▶ [ФРАГМЕНТ СТРАНИЦЫ]:
———
Все исследователи, касающиеся сочинений Гнедича этого времени, в частности, «Дона Коррадо», говорят о соединении в нем «шиллеризма» и «готики». Р.Ю. Данилевский осторожно сближает этот роман с «Разбойниками» Шиллера. «Сюжет несколько напоминает действие «Разбойников» — два брата, мучения отца, пророческие сны злодея» 17.
Сохранилось интереснейшее замечание Михаила Дмитриева, младшего современника Гнедича (он родился в 1796 г.), заставшего еще расцвет «готической волны»: «Гнедич, в начале своего литературного поприща, написал роман, ныне мало известный, под заглавием: «Дон Коррадо де Геррера, или Дух мщения и варварства Гишпанцев, российское сочинение», 2 части. Москва. В тип. Бекетова, 1803. <…> Он написал в роде тех ужасных романов, которые были тогда в моде, но не в подражание г-жи Радклиф, а более в роде романов немецких» 18. К этому воспоминанию мы еще вернемся; сейчас заметим только, что по существу в нем речь идет о том же, отмеченном исследователями, соединении элементов «немецкого» и «английского» романов.
Пути и формы такого соединения составляют особую литературную проблему. Решая ее, следует прежде всего уяснить, чем именно Гнедич как автор «Дона Коррадо» был обязан немецкой традиции и в первую очередь Шиллеру.
Отмечавшаяся в литературе сюжетная близость романа к «Разбойникам» несомненна — но нам она представляется не просто воздействием, а совершенно сознательной интерпретацией мотивов шиллеровской драмы.
«Тот, кто задался целью ниспровергнуть порок и отомстить врагам религии, нравственности и гражданских законов, — писал Шиллер в предисловии к драме, — тот должен изобразить порок во всей его отвратительной наготе и поставить его перед взором человечества во всю его громадную величину» 19. Анатомию грандиозного порока, чья «противоестественность» «возмущает душу», автор «Разбойников» стремился дать в характере Франца Моора.
———
▶ [Фрагменты данных точечной разметки]:
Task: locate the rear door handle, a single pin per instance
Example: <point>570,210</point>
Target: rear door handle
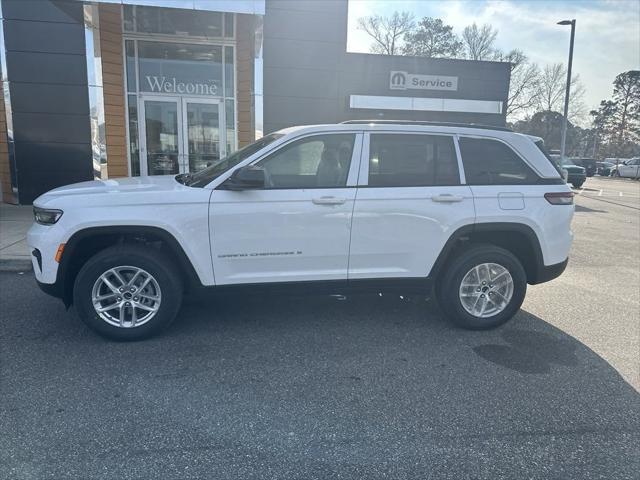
<point>329,201</point>
<point>447,198</point>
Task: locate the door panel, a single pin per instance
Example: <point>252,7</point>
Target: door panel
<point>399,231</point>
<point>280,235</point>
<point>284,233</point>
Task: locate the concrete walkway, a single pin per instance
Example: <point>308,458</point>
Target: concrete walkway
<point>15,220</point>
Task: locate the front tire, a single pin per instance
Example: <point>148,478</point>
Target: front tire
<point>483,288</point>
<point>128,292</point>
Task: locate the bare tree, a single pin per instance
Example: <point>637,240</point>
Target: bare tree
<point>432,39</point>
<point>550,96</point>
<point>387,32</point>
<point>478,41</point>
<point>524,84</point>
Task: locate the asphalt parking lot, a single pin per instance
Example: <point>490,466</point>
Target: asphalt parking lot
<point>319,387</point>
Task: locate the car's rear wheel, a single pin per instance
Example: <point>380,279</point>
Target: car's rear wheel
<point>483,287</point>
<point>127,292</point>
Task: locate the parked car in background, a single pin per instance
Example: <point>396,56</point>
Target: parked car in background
<point>589,165</point>
<point>572,173</point>
<point>618,162</point>
<point>604,168</point>
<point>630,169</point>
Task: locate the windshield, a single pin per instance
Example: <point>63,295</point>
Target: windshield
<point>204,177</point>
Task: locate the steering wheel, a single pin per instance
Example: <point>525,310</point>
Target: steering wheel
<point>268,181</point>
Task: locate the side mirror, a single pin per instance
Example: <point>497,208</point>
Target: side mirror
<point>246,178</point>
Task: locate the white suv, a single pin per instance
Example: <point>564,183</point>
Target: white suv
<point>475,212</point>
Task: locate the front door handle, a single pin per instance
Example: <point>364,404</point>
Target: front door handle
<point>447,198</point>
<point>329,201</point>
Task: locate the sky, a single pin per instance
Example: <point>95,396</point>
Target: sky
<point>607,39</point>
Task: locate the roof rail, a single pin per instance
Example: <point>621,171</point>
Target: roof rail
<point>427,123</point>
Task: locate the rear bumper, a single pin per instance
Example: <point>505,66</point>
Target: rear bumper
<point>53,289</point>
<point>547,273</point>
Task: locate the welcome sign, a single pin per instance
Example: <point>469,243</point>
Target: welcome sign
<point>163,84</point>
<point>408,81</point>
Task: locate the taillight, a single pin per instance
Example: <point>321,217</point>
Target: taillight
<point>559,198</point>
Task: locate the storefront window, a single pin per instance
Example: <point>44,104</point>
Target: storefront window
<point>176,21</point>
<point>180,107</point>
<point>177,68</point>
<point>134,149</point>
<point>131,65</point>
<point>230,120</point>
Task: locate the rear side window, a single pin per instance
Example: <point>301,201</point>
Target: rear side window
<point>399,160</point>
<point>490,162</point>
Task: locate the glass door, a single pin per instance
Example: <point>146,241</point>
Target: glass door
<point>202,121</point>
<point>160,135</point>
<point>180,135</point>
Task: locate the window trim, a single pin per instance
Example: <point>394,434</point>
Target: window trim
<point>354,166</point>
<point>509,145</point>
<point>539,180</point>
<point>363,177</point>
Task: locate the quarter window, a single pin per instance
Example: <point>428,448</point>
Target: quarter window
<point>320,161</point>
<point>490,162</point>
<point>401,160</point>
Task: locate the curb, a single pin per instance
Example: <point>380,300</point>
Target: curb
<point>15,265</point>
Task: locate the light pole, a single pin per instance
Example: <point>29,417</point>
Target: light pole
<point>566,95</point>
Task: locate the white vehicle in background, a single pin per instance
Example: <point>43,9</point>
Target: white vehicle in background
<point>472,213</point>
<point>629,169</point>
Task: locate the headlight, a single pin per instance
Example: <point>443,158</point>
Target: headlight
<point>46,216</point>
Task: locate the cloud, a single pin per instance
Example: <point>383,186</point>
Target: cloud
<point>607,32</point>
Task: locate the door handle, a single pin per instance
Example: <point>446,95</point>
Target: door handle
<point>447,198</point>
<point>329,201</point>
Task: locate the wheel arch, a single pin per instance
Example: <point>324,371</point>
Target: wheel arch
<point>87,242</point>
<point>518,238</point>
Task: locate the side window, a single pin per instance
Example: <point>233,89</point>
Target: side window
<point>490,162</point>
<point>402,160</point>
<point>319,161</point>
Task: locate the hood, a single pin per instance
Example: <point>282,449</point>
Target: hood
<point>78,192</point>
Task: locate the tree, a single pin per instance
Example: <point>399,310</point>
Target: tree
<point>626,94</point>
<point>478,42</point>
<point>432,39</point>
<point>524,84</point>
<point>387,32</point>
<point>617,121</point>
<point>551,90</point>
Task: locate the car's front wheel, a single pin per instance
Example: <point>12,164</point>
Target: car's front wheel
<point>483,287</point>
<point>127,293</point>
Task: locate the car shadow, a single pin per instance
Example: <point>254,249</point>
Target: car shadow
<point>353,386</point>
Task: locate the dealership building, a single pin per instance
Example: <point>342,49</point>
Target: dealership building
<point>113,88</point>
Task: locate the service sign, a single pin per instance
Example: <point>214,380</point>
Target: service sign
<point>409,81</point>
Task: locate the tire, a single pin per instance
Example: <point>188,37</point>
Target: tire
———
▶ [ПИСЬМЕННОЕ ЗАДАНИЕ 1]:
Ответьте по фрагменту о романе Гнедича:
(a) В каком году родился Михаил Дмитриев?
(b) С какой драмой Шиллера Р.Ю. Данилевский сближает «Дона Коррадо»?
(c) В характере какого персонажа автор «Разбойников» стремился дать анатомию порока?
▶ [ПИСЬМЕННОЕ ЗАДАНИЕ 2]: Продолжите текст о романе Гнедича «Дон Коррадо», начав сразу после его последнего предложения.

▶ [ОЖИДАЕМЫЙ ОТВЕТ 1]:
(a) В 1796 году.
(b) С «Разбойниками».
(c) Франца Моора.

▶ [ОЖИДАЕМЫЙ ОТВЕТ 2]:
Именно такую задачу ставил перед собой молодой Гнедич — задачу, в сущности, дидактическую: изобразить тип величайшего преступника против человечества. Общественный смысл этого образа очевиден, особенно в сопоставлении с написанным через несколько лет стихотворением Гнедича «Перуанец к испанцу»: Коррадо — угнетатель, действующий — хотя и лицемерно и своекорыстно — от имени и во имя инквизиции, против «бунтовщиков». В романе звучит явственная антиклерикальная нота. Отсюда и экстремальность его злодеяний; все повествование от главы к главе гиперболизирует изображаемые ужасы: начав с описания долины, усеянной трупами, на которую с удовольствием смотрит «чудовище», «ужас естества» 20, Гнедич далее вводит сцены убийства детей на глазах родителей, обольщения и похищения девушек, ограблений и, наконец, убийства кровных; вся эта цепь злодейств закономерно венчается обращением Коррадо к «аду» и «дьяволам». Кульминационные же сцены романа прямо выдают его литературный ориентир.
В сцене IV действия «Разбойников» Франц Моор спрашивает у патера Мозера, какой грех является тягчайшим, способным истощить терпение «небесного Судии». «Я знаю только два таких греха, — отвечает священник. — Но не люди совершают их и не люди судят их. <…> Отцеубийством называется один, братоубийством другой» 21. Эти слова приводят Франца в ужас, ибо он повинен как раз в этих грехах.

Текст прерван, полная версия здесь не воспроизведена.